───── Extract provided

The Afrosound of Colombia Vol 2

Links :
Buy on juno or munster-records
DJ Bongohead : blogspot | discogs | dustandgrooves
Peace & Rhythm Records : official | blogspot | discogs | facebook



Press Release :
Vampisoul is back with a fresh batch of funky, folky and psychedelic tropical bangers from the deep vaults of Discos Fuentes (and its other properties, Tropical and Machuca). As previously stated in the first volume of this series, the term 'Afrosound' is an invented concept appropriated from Discos Fuentes. If the term seems a bit vague or slippery, rest assured that with this second installment you will come closer to understanding the Afrosound aesthetic. You'll also grow to appreciate the diversity and unpredictability of talent under the Fuentes umbrella.

──────────

§ **Exercise goal**
Reproduce the full text on The Afrosound of Colombia Vol 2 word for word, from the title through the last sentence of the press release.

───── Exercise data

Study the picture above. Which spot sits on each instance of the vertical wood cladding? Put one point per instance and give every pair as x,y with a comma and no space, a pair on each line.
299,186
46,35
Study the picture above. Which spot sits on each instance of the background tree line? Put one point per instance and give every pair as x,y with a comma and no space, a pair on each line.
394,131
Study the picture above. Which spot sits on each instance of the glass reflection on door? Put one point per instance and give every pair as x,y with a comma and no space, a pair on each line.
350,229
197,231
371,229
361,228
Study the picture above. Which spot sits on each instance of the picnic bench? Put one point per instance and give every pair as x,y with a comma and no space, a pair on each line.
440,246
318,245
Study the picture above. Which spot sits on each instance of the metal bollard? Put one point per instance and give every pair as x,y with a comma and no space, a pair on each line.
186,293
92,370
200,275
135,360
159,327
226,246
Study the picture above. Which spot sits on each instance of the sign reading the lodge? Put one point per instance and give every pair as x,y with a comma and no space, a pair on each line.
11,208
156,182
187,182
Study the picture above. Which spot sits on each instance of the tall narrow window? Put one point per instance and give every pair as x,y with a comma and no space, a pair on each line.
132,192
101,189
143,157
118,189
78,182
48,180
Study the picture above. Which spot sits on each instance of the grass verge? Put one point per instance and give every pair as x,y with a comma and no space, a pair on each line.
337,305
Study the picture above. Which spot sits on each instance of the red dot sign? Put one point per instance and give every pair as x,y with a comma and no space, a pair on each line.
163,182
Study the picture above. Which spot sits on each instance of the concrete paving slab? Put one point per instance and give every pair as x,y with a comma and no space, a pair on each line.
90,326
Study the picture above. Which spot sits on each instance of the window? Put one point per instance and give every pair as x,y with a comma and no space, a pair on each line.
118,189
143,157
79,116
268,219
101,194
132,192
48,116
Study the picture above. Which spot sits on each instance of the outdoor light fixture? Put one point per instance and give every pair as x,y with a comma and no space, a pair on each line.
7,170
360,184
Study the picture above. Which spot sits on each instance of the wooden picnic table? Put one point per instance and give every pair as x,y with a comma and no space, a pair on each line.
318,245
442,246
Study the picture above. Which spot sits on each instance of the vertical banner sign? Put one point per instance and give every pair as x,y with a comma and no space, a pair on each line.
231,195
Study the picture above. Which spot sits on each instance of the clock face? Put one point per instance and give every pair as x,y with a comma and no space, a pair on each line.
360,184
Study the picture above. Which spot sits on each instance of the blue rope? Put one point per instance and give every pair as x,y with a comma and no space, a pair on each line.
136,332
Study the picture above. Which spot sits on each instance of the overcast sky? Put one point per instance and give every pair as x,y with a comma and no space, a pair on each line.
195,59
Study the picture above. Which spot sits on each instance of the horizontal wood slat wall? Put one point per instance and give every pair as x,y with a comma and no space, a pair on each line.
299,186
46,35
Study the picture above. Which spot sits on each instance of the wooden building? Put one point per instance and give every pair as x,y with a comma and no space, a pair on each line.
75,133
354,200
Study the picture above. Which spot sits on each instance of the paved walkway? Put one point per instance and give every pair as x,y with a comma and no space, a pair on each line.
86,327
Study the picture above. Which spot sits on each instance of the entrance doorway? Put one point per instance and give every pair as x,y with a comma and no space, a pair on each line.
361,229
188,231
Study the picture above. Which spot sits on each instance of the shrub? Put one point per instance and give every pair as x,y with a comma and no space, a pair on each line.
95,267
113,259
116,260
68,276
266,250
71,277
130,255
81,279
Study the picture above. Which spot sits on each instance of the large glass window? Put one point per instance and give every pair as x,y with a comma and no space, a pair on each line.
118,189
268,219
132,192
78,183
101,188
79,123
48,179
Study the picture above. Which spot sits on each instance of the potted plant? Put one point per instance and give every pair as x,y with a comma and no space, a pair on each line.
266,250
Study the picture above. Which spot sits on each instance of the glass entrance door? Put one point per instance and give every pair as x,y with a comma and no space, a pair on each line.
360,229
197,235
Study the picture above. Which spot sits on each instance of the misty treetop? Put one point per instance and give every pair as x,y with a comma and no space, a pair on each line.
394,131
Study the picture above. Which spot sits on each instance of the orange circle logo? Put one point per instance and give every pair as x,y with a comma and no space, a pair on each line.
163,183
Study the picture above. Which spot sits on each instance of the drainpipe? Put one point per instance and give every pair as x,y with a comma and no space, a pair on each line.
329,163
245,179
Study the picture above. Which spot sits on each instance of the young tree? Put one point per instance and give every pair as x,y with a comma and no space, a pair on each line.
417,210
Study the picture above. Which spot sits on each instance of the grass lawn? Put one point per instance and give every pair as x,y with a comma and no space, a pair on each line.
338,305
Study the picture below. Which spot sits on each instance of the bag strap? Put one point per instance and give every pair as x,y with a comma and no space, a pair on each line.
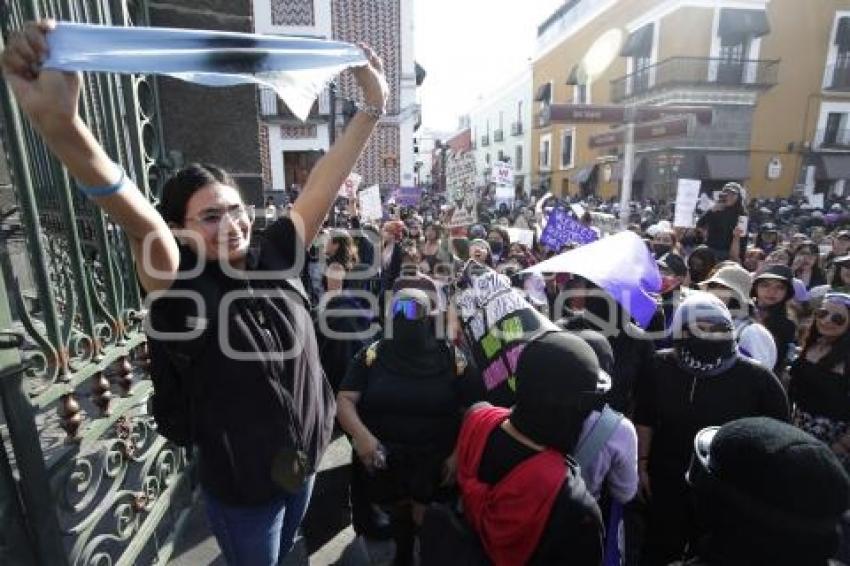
603,429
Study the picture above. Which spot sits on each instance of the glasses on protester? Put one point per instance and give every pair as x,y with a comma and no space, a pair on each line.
213,217
410,309
835,318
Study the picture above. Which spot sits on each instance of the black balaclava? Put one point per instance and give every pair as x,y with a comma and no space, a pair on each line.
699,352
413,348
767,493
558,384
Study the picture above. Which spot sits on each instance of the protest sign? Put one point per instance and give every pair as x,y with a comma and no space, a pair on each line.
502,173
408,196
687,195
561,229
370,203
498,323
521,236
504,193
578,210
460,175
349,187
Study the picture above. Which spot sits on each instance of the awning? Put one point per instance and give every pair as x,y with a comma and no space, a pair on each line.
639,42
572,79
638,173
582,174
544,92
833,167
737,25
842,34
727,166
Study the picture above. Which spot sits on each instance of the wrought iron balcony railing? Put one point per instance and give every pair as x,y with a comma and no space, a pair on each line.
838,76
836,139
698,72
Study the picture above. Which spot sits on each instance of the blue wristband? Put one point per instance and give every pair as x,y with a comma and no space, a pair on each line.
105,191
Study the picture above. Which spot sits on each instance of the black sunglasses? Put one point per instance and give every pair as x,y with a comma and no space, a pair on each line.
835,318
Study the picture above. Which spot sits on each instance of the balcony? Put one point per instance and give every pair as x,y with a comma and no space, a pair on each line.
698,73
274,110
838,77
832,139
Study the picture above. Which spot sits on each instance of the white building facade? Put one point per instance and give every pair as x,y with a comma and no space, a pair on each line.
292,147
501,130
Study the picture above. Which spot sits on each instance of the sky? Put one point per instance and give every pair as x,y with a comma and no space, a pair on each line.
469,48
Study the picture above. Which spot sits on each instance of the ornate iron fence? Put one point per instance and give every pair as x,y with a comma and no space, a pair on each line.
84,478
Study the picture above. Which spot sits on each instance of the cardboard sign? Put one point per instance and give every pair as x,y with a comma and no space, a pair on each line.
521,236
370,203
502,173
408,196
562,229
461,175
687,196
350,185
497,323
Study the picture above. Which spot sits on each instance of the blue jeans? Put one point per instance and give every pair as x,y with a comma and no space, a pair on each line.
260,535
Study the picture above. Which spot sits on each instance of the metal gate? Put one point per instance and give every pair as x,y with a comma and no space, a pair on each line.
84,478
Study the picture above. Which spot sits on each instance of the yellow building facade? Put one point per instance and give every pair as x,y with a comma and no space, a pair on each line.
775,72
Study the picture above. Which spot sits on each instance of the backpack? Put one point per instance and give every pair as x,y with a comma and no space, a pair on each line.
174,390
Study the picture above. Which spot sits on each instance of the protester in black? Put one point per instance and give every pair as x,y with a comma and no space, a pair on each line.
772,289
400,403
719,223
766,493
701,382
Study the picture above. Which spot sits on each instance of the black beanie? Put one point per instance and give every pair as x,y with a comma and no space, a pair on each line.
558,383
769,481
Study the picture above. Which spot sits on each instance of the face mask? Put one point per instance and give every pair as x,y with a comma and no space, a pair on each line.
496,247
661,249
668,283
701,356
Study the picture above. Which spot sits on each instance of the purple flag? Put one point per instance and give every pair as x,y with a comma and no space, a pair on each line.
620,264
562,228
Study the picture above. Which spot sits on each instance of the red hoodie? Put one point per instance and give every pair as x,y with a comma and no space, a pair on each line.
510,516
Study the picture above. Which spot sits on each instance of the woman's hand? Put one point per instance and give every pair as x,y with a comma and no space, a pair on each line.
644,484
371,79
48,98
367,447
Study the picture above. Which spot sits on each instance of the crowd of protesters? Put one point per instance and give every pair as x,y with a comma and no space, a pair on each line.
716,431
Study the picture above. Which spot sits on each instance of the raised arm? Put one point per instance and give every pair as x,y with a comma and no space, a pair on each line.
330,171
49,99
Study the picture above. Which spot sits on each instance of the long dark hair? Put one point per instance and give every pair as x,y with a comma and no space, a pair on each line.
817,272
179,189
346,253
839,351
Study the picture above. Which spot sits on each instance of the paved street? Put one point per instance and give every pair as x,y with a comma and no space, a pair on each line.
327,534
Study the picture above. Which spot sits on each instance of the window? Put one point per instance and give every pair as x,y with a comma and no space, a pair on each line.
580,94
545,147
835,132
567,148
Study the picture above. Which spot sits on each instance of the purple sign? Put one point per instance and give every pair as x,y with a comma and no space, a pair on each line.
562,229
408,196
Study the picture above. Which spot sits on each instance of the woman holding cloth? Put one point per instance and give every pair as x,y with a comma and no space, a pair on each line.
260,419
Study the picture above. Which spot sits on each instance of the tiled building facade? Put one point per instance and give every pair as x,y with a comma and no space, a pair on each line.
387,27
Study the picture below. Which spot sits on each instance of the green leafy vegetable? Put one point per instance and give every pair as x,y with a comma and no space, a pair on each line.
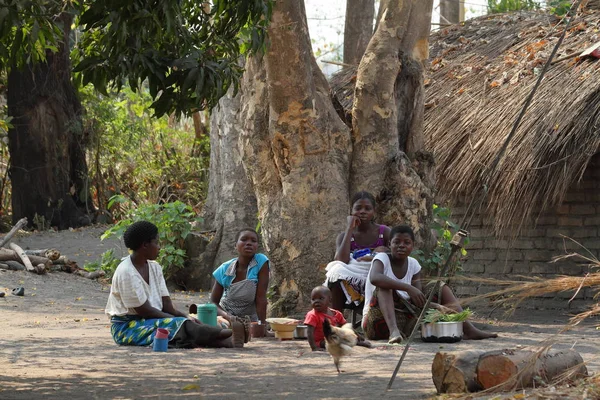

──────────

§ **Response**
The Afrosound of Colombia Vol 2

Links :
Buy on juno or munster-records
DJ Bongohead : blogspot | discogs | dustandgrooves
Peace & Rhythm Records : official | blogspot | discogs | facebook



Press Release :
Vampisoul is back with a fresh batch of funky, folky and psychedelic tropical bangers from the deep vaults of Discos Fuentes (and its other properties, Tropical and Machuca). As previously stated in the first volume of this series, the term 'Afrosound' is an invented concept appropriated from Discos Fuentes. If the term seems a bit vague or slippery, rest assured that with this second installment you will come closer to understanding the Afrosound aesthetic. You'll also grow to appreciate the diversity and unpredictability of talent under the Fuentes umbrella.